British barrister, Parliamentary counsel, and legal writer

Daniel Isaac Greenberg (born 5 September 1965) is a lawyer that has been the Parliamentary Commissioner for Standards since January 2023.

== Biography ==
Daniel Greenberg was born in Golders Green, Northwest London and grew up in an Orthodox Jewish community. He was educated at Trinity College, Cambridge, and the Inns of Court School of Law.

His early career included time working in the Lord Chancellor's Department, the Office of the Parliamentary Counsel, and the Office of Speaker's Counsel. He recently served as counsel for domestic legislation in the House of Commons.

He has also served as editor of Stroud's Judicial Dictionary (2000–2016) and Craies on Legislation (2004–2016), general editor of Jowitt's Dictionary of English Law (2010–2015) and the Annotated Statutes and Insight Encyclopaedia, editor-in-chief of the Statute Law Review (2012), and contributing consultant editor to the Oxford English Dictionary.

☆ ☆ ☆ ☆ ☆

(Exercise)
Reproduce the Daniel Greenberg excerpt word for word, starting with "His early career" and going on through "Oxford English Dictionary.".

(Saved data entries)
☆ ☆ ☆ ☆ ☆

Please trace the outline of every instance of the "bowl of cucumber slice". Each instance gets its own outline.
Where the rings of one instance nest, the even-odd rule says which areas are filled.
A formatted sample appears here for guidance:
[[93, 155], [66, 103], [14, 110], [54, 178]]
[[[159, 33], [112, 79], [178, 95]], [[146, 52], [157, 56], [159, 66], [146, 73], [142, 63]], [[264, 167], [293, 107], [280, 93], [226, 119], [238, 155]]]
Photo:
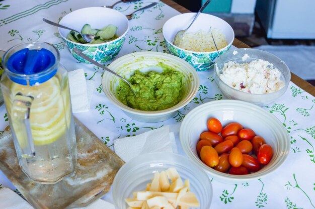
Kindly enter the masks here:
[[91, 63], [72, 52], [74, 48], [103, 64], [118, 54], [129, 30], [129, 21], [124, 15], [114, 10], [102, 7], [75, 10], [62, 18], [59, 23], [83, 34], [96, 36], [88, 43], [78, 33], [58, 28], [59, 33], [72, 55], [78, 61], [87, 64]]

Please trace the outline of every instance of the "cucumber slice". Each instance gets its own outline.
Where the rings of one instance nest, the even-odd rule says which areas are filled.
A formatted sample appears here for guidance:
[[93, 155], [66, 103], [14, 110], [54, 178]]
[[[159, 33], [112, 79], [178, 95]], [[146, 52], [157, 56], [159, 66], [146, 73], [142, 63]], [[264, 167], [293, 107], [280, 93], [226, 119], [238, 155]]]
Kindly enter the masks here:
[[101, 39], [101, 37], [99, 36], [97, 36], [94, 37], [94, 38], [92, 40], [92, 41], [90, 42], [90, 44], [103, 44], [105, 42]]
[[89, 24], [85, 24], [83, 26], [82, 30], [81, 30], [81, 33], [82, 34], [92, 34], [91, 32], [92, 27], [91, 25]]
[[82, 37], [82, 35], [81, 35], [81, 34], [78, 34], [77, 36], [76, 36], [76, 37], [77, 38], [77, 39], [79, 40], [79, 41], [80, 42], [81, 42], [82, 43], [83, 43], [83, 44], [86, 44], [86, 43], [88, 43], [87, 42], [87, 41], [84, 40], [84, 39], [83, 38], [83, 37]]
[[103, 29], [104, 30], [98, 32], [96, 35], [100, 36], [102, 39], [108, 40], [114, 37], [117, 30], [117, 27], [114, 25], [109, 24]]
[[90, 34], [96, 35], [97, 32], [98, 32], [99, 31], [100, 31], [99, 29], [97, 29], [96, 28], [92, 28], [92, 29], [91, 29], [91, 33], [90, 33]]
[[80, 43], [74, 35], [75, 32], [73, 31], [71, 31], [69, 34], [66, 37], [66, 39], [69, 40], [71, 41], [73, 41], [75, 43]]

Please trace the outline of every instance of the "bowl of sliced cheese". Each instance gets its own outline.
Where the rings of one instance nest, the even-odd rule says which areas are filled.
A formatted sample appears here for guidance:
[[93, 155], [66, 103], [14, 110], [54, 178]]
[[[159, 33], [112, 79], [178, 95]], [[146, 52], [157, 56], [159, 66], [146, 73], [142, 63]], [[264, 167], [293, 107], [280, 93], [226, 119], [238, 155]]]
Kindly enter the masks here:
[[179, 44], [173, 44], [175, 35], [187, 28], [196, 13], [174, 16], [163, 26], [165, 44], [170, 53], [189, 62], [197, 71], [209, 70], [218, 56], [212, 32], [220, 54], [227, 51], [234, 40], [234, 32], [225, 21], [213, 15], [202, 13], [184, 34]]
[[113, 183], [115, 206], [120, 209], [209, 208], [212, 193], [202, 169], [183, 156], [169, 153], [132, 159]]
[[72, 55], [87, 64], [91, 63], [72, 52], [73, 49], [77, 48], [94, 60], [105, 63], [118, 54], [129, 30], [129, 22], [124, 15], [102, 7], [75, 10], [62, 18], [59, 23], [82, 34], [96, 36], [90, 43], [87, 43], [78, 33], [58, 28], [59, 33]]

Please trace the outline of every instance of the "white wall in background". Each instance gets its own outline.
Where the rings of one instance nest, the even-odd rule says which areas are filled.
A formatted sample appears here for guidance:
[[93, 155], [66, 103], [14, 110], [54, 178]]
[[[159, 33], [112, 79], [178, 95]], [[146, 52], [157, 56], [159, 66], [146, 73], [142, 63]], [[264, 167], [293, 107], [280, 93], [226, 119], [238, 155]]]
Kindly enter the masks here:
[[253, 14], [256, 0], [232, 0], [231, 13]]

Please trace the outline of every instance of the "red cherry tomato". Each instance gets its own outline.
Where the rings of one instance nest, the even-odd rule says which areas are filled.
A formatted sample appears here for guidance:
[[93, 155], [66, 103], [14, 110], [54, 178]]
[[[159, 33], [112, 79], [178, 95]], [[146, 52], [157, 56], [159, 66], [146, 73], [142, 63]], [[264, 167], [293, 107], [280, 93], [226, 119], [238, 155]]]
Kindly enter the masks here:
[[198, 155], [200, 155], [200, 151], [201, 151], [201, 148], [204, 146], [212, 146], [211, 142], [210, 142], [208, 140], [206, 140], [205, 139], [203, 139], [202, 140], [199, 141], [197, 143], [197, 152]]
[[220, 155], [222, 153], [228, 152], [232, 149], [233, 147], [234, 147], [233, 142], [227, 140], [218, 144], [214, 147], [214, 149], [216, 150], [218, 154]]
[[218, 171], [226, 173], [227, 172], [229, 168], [231, 167], [228, 162], [229, 154], [227, 153], [223, 153], [219, 157], [219, 163], [213, 168]]
[[234, 147], [231, 150], [228, 157], [228, 162], [232, 166], [237, 168], [242, 165], [243, 162], [243, 156], [240, 149]]
[[210, 146], [204, 146], [200, 151], [200, 159], [208, 166], [212, 167], [219, 163], [219, 155]]
[[251, 129], [243, 129], [240, 130], [238, 136], [241, 140], [250, 140], [256, 136], [256, 134]]
[[252, 151], [253, 145], [251, 142], [248, 140], [241, 141], [235, 146], [240, 149], [243, 154], [248, 154]]
[[257, 154], [257, 160], [259, 163], [262, 165], [266, 165], [270, 162], [273, 151], [272, 147], [269, 144], [265, 144], [260, 146], [258, 154]]
[[233, 142], [234, 146], [235, 146], [240, 142], [240, 139], [237, 135], [232, 135], [226, 137], [224, 138], [224, 141], [229, 140]]
[[243, 128], [243, 126], [239, 123], [231, 123], [223, 128], [221, 131], [221, 135], [223, 138], [231, 135], [237, 135], [239, 131]]
[[205, 131], [200, 134], [200, 140], [203, 139], [209, 141], [213, 146], [223, 142], [223, 138], [221, 136], [209, 131]]
[[260, 165], [258, 161], [249, 155], [243, 154], [243, 162], [242, 165], [251, 172], [257, 172], [260, 170]]
[[228, 172], [230, 174], [232, 175], [246, 175], [249, 173], [247, 169], [244, 166], [242, 166], [238, 167], [237, 168], [231, 167]]
[[207, 125], [208, 129], [211, 132], [218, 134], [222, 131], [222, 124], [220, 121], [216, 118], [212, 118], [209, 119]]
[[260, 146], [266, 144], [266, 141], [264, 138], [260, 136], [255, 136], [252, 139], [251, 142], [253, 145], [253, 152], [256, 155], [258, 153], [258, 150], [259, 150]]

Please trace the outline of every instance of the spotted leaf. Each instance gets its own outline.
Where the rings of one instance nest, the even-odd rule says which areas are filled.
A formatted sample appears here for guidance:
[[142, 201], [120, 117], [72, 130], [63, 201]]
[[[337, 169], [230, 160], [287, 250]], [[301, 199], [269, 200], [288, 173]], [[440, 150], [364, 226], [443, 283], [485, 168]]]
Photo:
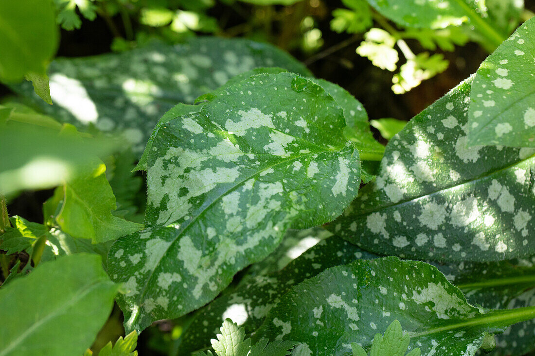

☆ ☆ ☆ ☆ ☆

(Problem solution)
His early career included time working in the Lord Chancellor's Department, the Office of the Parliamentary Counsel, and the Office of Speaker's Counsel. He recently served as counsel for domestic legislation in the House of Commons.

He has also served as editor of Stroud's Judicial Dictionary (2000–2016) and Craies on Legislation (2004–2016), general editor of Jowitt's Dictionary of English Law (2010–2015) and the Annotated Statutes and Insight Encyclopaedia, editor-in-chief of the Statute Law Review (2012), and contributing consultant editor to the Oxford English Dictionary.